### Problem to solve
Could the whole of the data below be written out verbatim?
[Opening Given information section]
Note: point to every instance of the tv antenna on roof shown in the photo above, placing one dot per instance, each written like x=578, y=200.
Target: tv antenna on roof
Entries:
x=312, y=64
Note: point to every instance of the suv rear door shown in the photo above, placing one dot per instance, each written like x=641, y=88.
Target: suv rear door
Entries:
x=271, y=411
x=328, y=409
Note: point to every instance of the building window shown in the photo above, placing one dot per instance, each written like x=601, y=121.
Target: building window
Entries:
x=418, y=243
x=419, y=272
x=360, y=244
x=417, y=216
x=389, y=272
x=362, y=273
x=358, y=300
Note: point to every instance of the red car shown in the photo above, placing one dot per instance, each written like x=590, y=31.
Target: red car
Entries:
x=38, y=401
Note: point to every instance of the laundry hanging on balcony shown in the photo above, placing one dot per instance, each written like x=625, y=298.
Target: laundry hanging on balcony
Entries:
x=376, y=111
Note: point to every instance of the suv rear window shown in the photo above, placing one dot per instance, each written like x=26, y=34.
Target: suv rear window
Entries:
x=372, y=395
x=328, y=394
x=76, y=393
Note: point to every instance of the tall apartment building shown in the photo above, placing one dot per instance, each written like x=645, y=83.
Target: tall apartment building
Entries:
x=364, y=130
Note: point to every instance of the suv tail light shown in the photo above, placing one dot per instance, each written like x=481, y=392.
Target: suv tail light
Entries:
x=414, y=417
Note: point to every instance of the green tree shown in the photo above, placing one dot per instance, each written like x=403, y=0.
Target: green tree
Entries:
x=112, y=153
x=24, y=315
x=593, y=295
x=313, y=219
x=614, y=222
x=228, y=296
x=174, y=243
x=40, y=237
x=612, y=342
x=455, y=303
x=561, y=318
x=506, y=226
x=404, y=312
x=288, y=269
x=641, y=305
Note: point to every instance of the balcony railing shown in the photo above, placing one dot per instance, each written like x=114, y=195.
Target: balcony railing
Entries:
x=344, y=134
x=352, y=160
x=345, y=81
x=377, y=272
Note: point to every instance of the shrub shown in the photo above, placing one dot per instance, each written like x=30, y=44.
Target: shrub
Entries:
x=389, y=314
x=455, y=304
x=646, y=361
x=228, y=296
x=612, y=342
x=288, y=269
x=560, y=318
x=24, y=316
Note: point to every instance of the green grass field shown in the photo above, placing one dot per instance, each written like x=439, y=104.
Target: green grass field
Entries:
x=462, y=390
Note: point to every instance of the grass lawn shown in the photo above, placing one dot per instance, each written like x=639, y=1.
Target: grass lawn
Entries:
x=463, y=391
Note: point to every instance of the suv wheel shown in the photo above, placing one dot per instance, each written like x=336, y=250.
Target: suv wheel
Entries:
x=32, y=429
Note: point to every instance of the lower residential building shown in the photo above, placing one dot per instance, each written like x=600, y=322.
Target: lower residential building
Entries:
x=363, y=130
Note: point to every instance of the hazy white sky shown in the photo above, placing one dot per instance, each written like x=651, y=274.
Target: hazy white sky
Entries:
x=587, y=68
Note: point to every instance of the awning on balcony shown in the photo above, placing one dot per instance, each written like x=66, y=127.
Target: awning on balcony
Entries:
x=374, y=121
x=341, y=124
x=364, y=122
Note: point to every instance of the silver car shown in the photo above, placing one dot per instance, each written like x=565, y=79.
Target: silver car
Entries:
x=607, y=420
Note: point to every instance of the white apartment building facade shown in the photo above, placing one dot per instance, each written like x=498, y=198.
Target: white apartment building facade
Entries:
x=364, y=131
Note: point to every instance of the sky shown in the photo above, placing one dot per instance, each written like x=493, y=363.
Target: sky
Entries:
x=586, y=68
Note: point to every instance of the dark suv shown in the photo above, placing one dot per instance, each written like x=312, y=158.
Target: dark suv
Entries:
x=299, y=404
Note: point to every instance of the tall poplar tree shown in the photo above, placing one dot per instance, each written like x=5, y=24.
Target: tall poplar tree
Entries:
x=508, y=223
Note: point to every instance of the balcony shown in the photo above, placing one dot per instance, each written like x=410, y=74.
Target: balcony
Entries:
[Closing Given information section]
### Solved exercise
Note: point to every instance of the tv antenna on roof shown in the photo above, placing one dot per instance, each written like x=578, y=200.
Target: tv antenna on roof
Entries:
x=312, y=64
Note: point to every instance of the suv rear door shown in the photo above, placing one dot per instance, each written like x=641, y=88.
Target: suv rear door
Entries:
x=271, y=411
x=328, y=409
Note: point to every instance of the building window shown in the photo above, placing one dot per instance, each written like x=601, y=121.
Target: building window
Entries:
x=418, y=243
x=419, y=272
x=360, y=244
x=417, y=216
x=389, y=272
x=362, y=273
x=358, y=300
Note: point to every instance of the red car shown in the photo above, placing one dot per instance, each written like x=590, y=31.
Target: red car
Entries:
x=38, y=401
Note: point to every instance of the laundry hanging on balcony shown in the photo above, placing one dot per instance, each written like x=625, y=298.
Target: laundry hanging on balcony
Entries:
x=376, y=111
Note: point to every instance of the suv rear window shown in the photo above, placing one dot per instance, each written like x=26, y=34.
Target: suv rear window
Entries:
x=372, y=395
x=328, y=394
x=76, y=393
Note: point to every instance of the tall apartment building shown in the photo above, placing one dot per instance, each written like x=645, y=83.
Target: tall apartment building
Entries:
x=364, y=130
Note: point to every instance of the suv tail light shown in the photo above, placing one dot per instance, each written like x=481, y=392.
Target: suv tail light
Entries:
x=414, y=417
Note: point to every instance of the green tree shown in the photo above, placing one dot per instance, each written like x=403, y=0.
Target: green tree
Entries:
x=112, y=153
x=24, y=315
x=593, y=295
x=313, y=219
x=614, y=222
x=228, y=296
x=174, y=243
x=40, y=237
x=612, y=342
x=455, y=303
x=561, y=318
x=506, y=226
x=404, y=312
x=288, y=269
x=641, y=305
Note: point to every instance of the balcony railing shown in the photo above, placing one dot per instance, each written like x=114, y=195.
Target: balcony railing
Entries:
x=344, y=134
x=352, y=160
x=345, y=81
x=377, y=272
Note: point to every instance of the shrub shown in the photo above, placing one dot per instance, each written like x=30, y=44.
Target: shrub
Entries:
x=389, y=314
x=455, y=304
x=646, y=361
x=228, y=296
x=612, y=342
x=288, y=269
x=560, y=318
x=24, y=316
Note: point to every instance of the green grass field shown in the photo above, placing one dot per instance, each written like x=439, y=104.
Target: green grass field
Entries:
x=462, y=390
Note: point to every instance of the grass lawn shown in the photo above, placing one dot per instance, each written like x=639, y=1.
Target: grass lawn
Entries:
x=463, y=391
Note: point to every instance of the suv wheel shown in the photo above, placing one dot per instance, each written like x=336, y=250.
Target: suv wheel
Entries:
x=32, y=429
Note: point to every instance of the lower residential building shown in the photo above, placing one dot per instance, each written like x=600, y=322.
Target: lower residential building
Entries:
x=363, y=130
Note: point to every instance of the hazy white sky shown in the photo above, placing one dot per instance, each written like x=651, y=274.
Target: hazy white sky
Entries:
x=587, y=68
Note: point to every instance of the awning on balcony shown in the photo above, placing one dot per instance, each written like x=66, y=127.
Target: awning on balcony
Entries:
x=374, y=121
x=341, y=124
x=364, y=122
Note: point to every instance of the silver car shown in the photo above, placing one dot per instance, each written like x=565, y=79.
Target: silver car
Entries:
x=607, y=420
Note: point to every instance of the white apartment building facade shown in the photo above, placing one dot per instance, each written like x=498, y=198.
Target: white apartment building facade
Entries:
x=364, y=131
Note: point to every instance of the sky shown in the photo above, placing one dot per instance, each written like x=493, y=363.
Target: sky
Entries:
x=586, y=68
Note: point to every instance of the dark suv shown in the photo above, placing one dot per instance, each written like x=312, y=158.
Target: dark suv
Entries:
x=299, y=404
Note: point to every instance of the tall poplar tree shown in the photo above, placing one dot per instance, each written like x=5, y=24.
Target: tall poplar tree
Entries:
x=508, y=223
Note: point to every instance of the balcony shown in the photo above, placing one dot per instance, each written like x=410, y=74.
Target: balcony
Entries:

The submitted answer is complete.